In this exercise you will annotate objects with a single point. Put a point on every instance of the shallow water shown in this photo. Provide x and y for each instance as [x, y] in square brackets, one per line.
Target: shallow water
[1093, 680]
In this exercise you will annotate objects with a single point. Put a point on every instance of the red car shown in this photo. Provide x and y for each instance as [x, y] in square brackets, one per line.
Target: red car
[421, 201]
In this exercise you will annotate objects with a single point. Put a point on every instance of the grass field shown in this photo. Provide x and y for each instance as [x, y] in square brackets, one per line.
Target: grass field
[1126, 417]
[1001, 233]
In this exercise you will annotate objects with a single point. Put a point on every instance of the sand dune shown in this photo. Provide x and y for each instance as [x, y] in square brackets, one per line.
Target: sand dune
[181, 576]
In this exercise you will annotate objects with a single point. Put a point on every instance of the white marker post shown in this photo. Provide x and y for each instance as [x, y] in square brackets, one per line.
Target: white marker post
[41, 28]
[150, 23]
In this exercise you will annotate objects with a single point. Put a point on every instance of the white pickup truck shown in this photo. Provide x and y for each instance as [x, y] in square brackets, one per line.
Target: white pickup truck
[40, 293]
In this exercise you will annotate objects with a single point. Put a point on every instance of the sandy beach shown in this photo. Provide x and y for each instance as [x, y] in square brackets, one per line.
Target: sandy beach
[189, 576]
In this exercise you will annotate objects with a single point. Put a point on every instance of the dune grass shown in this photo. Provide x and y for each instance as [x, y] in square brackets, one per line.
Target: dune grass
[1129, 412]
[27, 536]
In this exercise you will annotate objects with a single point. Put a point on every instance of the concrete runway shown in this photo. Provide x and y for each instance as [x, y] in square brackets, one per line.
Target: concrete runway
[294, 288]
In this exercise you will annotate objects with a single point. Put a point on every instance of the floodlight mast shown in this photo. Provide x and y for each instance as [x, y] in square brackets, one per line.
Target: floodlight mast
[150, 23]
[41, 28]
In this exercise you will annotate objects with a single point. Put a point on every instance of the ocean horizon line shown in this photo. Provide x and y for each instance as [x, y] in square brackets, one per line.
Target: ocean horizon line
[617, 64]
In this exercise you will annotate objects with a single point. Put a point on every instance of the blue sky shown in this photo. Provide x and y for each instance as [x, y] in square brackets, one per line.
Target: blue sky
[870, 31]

- Task details: Reproduce the data line for line, starting at the line that contains "of the floodlight" and ending with the final line of the data, with both of those lines included.

- Correct result:
In this exercise you will annotate objects with a single point. Put a point on every instance of the floodlight mast shown in this photo. Provide x and y for each instance as [x, y] in square brackets, one per line.
Target: floodlight mast
[150, 23]
[41, 28]
In this exercise you will annotate objects with a single point. Put a point on every instance of the ocean horizon line shown in this photo. Provide x and y for each instance as [x, y] in square brackets, one per line.
Target: ocean horizon line
[617, 64]
In this exercise you will annotate objects with a single point. Put a point on every instance of the blue sky shown in this photo. Provide x and y for each instance as [x, y] in square brackets, one per line.
Target: blue sky
[870, 31]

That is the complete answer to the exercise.